* EXERCISE PASSAGE:
____
In other words, Gupta is not in the dock because he made recommendations that benefitted some companies. He is in the dock because he cannot explain why those companies were chosen. He cannot explain those decisions because he is not the one who made those decisions to begin with. Politicians, especially from the ruling Congress Party, influenced the allocations, this reporter was repeatedly told while covering the coal scam.
The costs of the coal scam, as we know, have been spectacular. They go beyond the Rs 1.86 lakh crore loss calculated by the Comptroller and Auditor General of India or the fact that several of our politicians slipped coal blocks to their friends and families. The coal scam skewed competitive advantage in sectors like power and steel sector towards politically powerful companies that could bag coal blocks. Ownership over the country’s coal reserves got concentrated among a few business families. Given that several of these families also control other minerals, the coal scam helped push India closer to an oligarchic future.
In other words, Gupta is in trouble because he did not oppose what the government was doing. This shows in the charges filed against him. He has been charged for “criminal breach of trust by public servants”, and “criminal misconduct by public servants” of the Prevention of Corruption Act.
____
* RECORDED DATA:
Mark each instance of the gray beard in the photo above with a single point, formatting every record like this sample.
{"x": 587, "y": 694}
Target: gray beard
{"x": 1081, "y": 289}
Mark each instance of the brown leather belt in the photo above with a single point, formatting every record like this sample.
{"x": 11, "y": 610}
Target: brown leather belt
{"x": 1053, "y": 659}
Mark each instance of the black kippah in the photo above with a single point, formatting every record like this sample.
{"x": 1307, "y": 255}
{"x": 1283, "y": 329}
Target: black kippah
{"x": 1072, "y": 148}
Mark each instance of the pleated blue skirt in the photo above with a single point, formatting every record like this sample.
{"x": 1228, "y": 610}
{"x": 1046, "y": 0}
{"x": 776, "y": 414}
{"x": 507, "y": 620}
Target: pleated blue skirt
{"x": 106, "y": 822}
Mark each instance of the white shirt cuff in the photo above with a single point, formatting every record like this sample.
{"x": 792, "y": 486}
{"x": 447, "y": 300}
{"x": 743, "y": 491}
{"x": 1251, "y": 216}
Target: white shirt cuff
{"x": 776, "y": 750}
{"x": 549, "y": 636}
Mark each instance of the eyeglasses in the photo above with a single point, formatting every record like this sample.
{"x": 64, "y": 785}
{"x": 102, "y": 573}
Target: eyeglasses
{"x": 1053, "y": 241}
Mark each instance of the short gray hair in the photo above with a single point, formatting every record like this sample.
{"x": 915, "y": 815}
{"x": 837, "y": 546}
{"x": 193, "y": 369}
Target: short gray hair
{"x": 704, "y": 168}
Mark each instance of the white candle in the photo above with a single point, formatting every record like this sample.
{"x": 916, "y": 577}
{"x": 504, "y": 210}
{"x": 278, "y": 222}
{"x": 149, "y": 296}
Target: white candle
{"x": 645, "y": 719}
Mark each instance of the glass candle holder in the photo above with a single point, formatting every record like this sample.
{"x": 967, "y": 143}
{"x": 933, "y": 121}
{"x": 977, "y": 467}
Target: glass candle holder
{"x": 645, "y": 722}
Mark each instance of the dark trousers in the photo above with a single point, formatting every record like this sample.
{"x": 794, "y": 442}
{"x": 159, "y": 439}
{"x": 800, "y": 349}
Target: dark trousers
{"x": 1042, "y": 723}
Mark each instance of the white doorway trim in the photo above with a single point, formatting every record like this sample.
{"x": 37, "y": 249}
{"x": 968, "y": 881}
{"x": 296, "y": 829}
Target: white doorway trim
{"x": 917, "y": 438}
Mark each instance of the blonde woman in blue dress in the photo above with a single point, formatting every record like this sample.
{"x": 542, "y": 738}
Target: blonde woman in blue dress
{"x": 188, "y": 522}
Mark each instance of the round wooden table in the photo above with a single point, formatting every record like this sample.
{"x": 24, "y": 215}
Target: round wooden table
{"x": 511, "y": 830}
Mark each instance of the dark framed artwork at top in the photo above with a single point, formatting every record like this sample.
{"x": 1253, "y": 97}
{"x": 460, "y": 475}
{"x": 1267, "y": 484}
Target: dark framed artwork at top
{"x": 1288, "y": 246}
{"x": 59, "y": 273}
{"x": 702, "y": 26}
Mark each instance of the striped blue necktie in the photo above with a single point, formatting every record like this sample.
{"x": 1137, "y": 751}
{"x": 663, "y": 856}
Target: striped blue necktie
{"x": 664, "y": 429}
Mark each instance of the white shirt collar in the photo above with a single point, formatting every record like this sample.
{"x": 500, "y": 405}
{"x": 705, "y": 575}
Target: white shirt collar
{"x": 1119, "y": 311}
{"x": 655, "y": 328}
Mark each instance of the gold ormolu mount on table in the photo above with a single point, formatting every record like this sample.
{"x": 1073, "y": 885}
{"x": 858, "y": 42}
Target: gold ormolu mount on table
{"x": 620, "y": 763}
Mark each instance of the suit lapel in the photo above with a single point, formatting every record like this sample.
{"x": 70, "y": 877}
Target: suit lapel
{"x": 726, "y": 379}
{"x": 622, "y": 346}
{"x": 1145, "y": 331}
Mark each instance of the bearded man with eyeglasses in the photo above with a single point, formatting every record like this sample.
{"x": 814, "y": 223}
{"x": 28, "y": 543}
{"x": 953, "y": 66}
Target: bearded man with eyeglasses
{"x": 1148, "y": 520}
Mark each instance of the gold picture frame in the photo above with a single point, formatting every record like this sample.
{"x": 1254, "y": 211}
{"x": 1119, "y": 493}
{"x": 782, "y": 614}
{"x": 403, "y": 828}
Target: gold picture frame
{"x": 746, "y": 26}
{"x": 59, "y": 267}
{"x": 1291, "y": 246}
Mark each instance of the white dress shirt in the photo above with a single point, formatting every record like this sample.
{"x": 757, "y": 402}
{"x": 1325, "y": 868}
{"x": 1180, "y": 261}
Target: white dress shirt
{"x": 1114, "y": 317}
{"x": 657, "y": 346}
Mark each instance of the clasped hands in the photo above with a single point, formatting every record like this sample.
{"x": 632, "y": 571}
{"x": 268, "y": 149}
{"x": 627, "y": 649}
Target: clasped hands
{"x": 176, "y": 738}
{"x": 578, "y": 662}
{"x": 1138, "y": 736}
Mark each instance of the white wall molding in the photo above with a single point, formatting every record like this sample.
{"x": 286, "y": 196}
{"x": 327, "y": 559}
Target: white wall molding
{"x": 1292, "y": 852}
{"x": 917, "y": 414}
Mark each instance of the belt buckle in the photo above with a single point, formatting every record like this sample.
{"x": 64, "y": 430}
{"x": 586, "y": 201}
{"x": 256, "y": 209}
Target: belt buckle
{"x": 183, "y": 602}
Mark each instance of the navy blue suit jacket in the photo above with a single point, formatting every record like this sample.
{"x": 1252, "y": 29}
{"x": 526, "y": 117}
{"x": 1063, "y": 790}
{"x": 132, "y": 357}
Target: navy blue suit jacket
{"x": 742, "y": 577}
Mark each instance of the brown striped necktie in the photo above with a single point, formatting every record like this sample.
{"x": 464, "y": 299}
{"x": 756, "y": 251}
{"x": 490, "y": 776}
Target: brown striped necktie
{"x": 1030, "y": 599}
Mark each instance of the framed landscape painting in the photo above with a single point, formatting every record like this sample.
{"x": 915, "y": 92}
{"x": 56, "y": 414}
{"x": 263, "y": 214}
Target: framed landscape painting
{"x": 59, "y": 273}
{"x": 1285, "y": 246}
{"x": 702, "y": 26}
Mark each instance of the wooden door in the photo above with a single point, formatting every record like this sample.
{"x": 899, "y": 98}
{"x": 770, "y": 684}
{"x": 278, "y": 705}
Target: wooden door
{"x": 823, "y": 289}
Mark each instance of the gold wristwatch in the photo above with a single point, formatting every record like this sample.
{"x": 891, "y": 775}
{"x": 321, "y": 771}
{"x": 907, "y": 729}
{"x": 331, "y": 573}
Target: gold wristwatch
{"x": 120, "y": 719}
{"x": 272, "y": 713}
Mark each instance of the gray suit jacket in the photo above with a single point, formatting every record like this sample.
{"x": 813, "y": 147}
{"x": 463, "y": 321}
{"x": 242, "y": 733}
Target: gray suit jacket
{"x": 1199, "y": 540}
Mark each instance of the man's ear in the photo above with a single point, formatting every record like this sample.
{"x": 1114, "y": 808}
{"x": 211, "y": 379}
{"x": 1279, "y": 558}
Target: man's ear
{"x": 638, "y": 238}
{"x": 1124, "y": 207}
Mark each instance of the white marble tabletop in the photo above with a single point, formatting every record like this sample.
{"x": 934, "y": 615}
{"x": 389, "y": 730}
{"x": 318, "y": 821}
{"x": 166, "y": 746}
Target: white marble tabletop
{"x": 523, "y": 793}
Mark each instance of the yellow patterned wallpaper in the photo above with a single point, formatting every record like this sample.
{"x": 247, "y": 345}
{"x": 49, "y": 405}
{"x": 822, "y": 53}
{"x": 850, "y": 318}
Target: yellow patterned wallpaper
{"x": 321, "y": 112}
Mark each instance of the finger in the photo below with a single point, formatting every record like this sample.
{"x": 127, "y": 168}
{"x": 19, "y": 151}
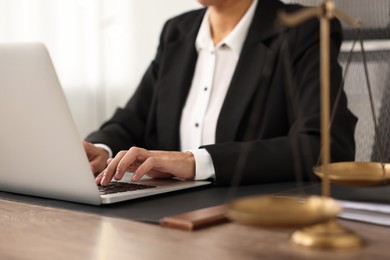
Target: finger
{"x": 148, "y": 165}
{"x": 98, "y": 178}
{"x": 129, "y": 161}
{"x": 110, "y": 170}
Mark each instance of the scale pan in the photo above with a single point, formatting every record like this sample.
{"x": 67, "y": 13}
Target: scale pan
{"x": 278, "y": 211}
{"x": 360, "y": 174}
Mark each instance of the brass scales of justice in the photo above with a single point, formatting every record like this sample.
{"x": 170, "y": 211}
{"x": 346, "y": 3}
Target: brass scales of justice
{"x": 316, "y": 215}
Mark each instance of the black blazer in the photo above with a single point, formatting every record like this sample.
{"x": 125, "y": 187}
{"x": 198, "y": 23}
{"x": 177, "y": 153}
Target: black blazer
{"x": 269, "y": 126}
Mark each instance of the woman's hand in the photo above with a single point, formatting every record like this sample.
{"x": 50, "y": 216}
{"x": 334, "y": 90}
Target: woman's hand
{"x": 155, "y": 164}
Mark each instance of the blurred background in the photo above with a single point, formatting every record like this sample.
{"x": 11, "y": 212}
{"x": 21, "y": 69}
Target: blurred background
{"x": 100, "y": 48}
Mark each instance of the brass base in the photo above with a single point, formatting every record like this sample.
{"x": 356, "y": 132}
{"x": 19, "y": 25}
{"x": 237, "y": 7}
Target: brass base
{"x": 328, "y": 235}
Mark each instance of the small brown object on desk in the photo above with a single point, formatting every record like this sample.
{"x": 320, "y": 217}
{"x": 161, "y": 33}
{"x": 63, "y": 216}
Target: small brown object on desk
{"x": 196, "y": 219}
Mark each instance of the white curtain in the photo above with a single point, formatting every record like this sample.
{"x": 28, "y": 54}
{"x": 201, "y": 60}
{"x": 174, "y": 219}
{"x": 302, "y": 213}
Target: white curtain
{"x": 100, "y": 48}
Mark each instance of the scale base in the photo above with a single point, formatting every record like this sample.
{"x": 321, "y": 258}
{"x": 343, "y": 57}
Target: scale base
{"x": 328, "y": 236}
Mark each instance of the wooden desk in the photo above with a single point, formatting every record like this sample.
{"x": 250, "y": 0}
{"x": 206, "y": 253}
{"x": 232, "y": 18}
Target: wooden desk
{"x": 37, "y": 232}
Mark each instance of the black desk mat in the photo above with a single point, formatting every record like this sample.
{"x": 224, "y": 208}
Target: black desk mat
{"x": 152, "y": 209}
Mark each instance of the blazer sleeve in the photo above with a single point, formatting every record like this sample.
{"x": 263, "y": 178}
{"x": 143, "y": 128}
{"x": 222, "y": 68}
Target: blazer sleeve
{"x": 291, "y": 157}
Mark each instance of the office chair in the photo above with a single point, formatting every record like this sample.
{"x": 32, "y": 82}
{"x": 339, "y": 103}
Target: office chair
{"x": 375, "y": 17}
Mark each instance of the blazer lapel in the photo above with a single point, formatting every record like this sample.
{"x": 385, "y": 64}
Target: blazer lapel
{"x": 252, "y": 68}
{"x": 178, "y": 66}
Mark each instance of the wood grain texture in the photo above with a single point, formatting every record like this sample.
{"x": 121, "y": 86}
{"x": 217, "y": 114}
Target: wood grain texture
{"x": 37, "y": 232}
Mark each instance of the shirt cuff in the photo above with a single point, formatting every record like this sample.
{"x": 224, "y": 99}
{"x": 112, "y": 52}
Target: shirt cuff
{"x": 105, "y": 147}
{"x": 204, "y": 167}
____
* WHAT YOU ARE ASKED TO DO: Could you extend the passage about the coal scam and the charges against Gupta, picking up after its final sentence?

* RESPONSE AREA:
The larger question
When Chaturvedi and Sharma say bureaucrats should be held responsible only in cases where a quid pro quo can be established – that is, a favour or advantage can be shown to be granted to them in return for decisions taken – they are pushing a solution which would help every pliant bureaucrat who doesn’t uphold the larger public interest over what the government of the day tells them to do, as it would insulate them from structures of accountability.
This could be a police officer who accepts his home or chief minister’s order to not stop a riot, a bureaucrat who knowingly fudges air quality data, a mandarin who allows undeserving medical colleges to flourish, or whatever. As we know, the IAS has careerists in its administrative services as well as good officers.
Now, imagine an outcome where the government has to give its consent for prosecution of officers. It is hard to not remember Ashok Khemka at this point. Unlike Gupta, he challenged wrongdoing by his political masters in government repeatedly – and paid for it every single time.
It speaks volumes about the IAS Association that it is far more voluble on Gupta than it ever was on Khemka. And it speaks volumes about us that we fall for all this.